Aim of the exercise -> Write out the passage on claim interpretation word for word, starting at "As regards Question 2, the" and ending after "an interpretative act.".

Document section ->
The EBA confirmed that the departments of the EPO were required to interpret patent claims when assessing the patentability of an invention under Art. 52 to 57 EPC. As regards Question 1, the EBA held that there was no clear legal basis, in terms of an article of the EPC, for claim interpretation when assessing patentability. Article 69 EPC and Art. 1 of the Protocol were arguably only concerned with infringement actions and therefore were not entirely satisfactory as a basis for claim interpretation when assessing patentability. Article 84 EPC could also be criticised as an alternative legal basis as it addresses the content of the patent application and is formal in nature without providing guidance on how to interpret claims. It only sets out an instruction to the drafter of what needs to be in the claims and an instruction to the EPO to determine whether the claims meet that purpose. The EBA considered, however, that there was an existing body of case law of the Boards of Appeal which applied the wording of the aforementioned provisions in an analogous way to the examination of patentability under Art. 52 to 57 EPC, and from which the applicable principles of claim interpretation could be extracted.
The EBA further held it a settled point in the case law of the Boards of Appeal that the claims are the starting point and the basis for assessing the patentability of an invention under Art. 52 to 57 EPC.
As regards Question 2, the EBA stated that the description and any drawings must always be consulted when interpreting the claims, and not just in the case of unclarity or ambiguity. In adopting this position, the EBA rejected the case law of the Boards of Appeal that sees no need to refer to the descriptions and drawings when interpreting a claim, unless the claim is unclear or ambiguous. It found that this case law was contrary to the wording, and hence the principles, of Art. 69 EPC. It was also contrary to the practice of both the national courts of the EPC contracting states and the UPC. Moreover, from a logical point of view, the finding that the language of a claim is clear and unambiguous was an act of interpretation, not a preliminary stage to such an interpretative act.

Extracted data ->

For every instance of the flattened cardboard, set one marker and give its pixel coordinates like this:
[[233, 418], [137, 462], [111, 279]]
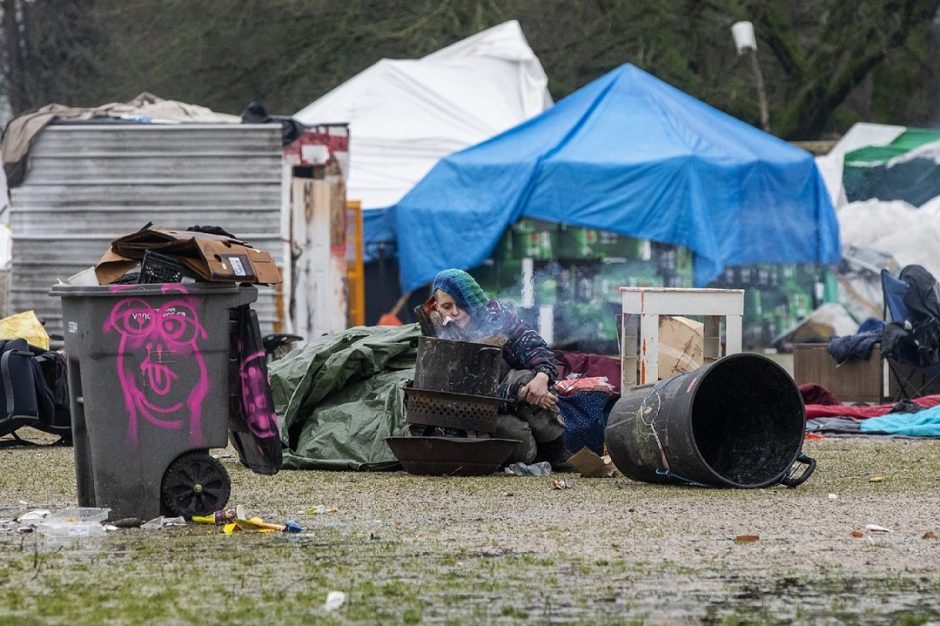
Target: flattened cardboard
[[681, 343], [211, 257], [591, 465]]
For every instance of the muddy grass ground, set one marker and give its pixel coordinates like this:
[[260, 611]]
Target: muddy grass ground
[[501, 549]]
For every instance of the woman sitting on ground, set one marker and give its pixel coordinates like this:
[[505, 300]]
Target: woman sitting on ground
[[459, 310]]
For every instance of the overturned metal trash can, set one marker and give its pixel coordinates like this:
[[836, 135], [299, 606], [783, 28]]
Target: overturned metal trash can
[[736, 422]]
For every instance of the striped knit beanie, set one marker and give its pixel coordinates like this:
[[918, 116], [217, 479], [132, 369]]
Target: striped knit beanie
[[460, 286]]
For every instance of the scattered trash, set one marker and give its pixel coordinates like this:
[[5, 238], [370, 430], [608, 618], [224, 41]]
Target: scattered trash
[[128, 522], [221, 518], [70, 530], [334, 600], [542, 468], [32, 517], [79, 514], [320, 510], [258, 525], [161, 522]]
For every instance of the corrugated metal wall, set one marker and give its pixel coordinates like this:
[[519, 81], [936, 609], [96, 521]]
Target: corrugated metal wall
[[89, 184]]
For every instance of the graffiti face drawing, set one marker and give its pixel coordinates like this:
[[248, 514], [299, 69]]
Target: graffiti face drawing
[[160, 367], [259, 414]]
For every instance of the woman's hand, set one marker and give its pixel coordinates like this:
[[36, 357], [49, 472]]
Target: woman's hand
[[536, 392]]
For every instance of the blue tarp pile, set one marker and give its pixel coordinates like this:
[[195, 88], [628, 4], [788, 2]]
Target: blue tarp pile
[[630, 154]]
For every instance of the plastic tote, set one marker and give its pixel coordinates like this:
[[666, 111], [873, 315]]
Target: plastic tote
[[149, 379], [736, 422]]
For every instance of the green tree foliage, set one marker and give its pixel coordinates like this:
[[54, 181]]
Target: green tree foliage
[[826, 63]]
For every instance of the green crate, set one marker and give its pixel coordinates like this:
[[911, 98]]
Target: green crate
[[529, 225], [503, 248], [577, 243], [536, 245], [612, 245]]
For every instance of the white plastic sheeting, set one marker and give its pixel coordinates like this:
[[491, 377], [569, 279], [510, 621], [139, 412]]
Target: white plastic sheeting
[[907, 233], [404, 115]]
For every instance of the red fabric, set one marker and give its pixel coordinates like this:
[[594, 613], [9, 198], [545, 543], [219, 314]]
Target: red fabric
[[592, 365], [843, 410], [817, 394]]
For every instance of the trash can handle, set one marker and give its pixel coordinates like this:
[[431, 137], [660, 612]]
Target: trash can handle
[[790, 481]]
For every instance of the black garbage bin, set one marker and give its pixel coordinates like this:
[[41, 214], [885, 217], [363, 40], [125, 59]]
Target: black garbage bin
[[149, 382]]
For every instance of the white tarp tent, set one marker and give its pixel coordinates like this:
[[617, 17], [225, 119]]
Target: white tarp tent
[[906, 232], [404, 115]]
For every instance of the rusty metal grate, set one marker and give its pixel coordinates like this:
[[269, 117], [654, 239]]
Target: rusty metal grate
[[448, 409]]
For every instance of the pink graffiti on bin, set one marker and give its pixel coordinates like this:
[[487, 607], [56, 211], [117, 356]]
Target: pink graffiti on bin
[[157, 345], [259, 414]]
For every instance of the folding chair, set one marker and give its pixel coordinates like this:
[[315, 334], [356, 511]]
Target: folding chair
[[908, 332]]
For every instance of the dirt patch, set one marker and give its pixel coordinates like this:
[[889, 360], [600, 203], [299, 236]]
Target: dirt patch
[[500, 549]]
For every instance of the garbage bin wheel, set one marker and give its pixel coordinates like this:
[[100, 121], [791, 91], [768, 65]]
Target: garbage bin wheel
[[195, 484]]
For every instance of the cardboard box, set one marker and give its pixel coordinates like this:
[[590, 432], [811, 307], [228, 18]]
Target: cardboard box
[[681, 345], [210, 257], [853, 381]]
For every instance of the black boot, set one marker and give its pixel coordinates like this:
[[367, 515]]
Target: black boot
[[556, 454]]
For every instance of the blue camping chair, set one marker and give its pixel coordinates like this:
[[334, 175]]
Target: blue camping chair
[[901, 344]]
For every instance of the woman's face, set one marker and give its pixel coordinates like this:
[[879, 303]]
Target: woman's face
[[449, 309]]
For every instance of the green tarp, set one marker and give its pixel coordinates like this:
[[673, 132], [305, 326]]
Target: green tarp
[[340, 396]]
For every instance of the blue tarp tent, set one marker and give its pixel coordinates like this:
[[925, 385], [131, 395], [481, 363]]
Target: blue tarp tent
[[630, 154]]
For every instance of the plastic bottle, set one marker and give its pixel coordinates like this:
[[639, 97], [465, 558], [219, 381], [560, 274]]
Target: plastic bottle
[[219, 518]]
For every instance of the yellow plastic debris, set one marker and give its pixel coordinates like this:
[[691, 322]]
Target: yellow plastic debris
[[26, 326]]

Written response ->
As regards Question 2, the EBA stated that the description and any drawings must always be consulted when interpreting the claims, and not just in the case of unclarity or ambiguity. In adopting this position, the EBA rejected the case law of the Boards of Appeal that sees no need to refer to the descriptions and drawings when interpreting a claim, unless the claim is unclear or ambiguous. It found that this case law was contrary to the wording, and hence the principles, of Art. 69 EPC. It was also contrary to the practice of both the national courts of the EPC contracting states and the UPC. Moreover, from a logical point of view, the finding that the language of a claim is clear and unambiguous was an act of interpretation, not a preliminary stage to such an interpretative act.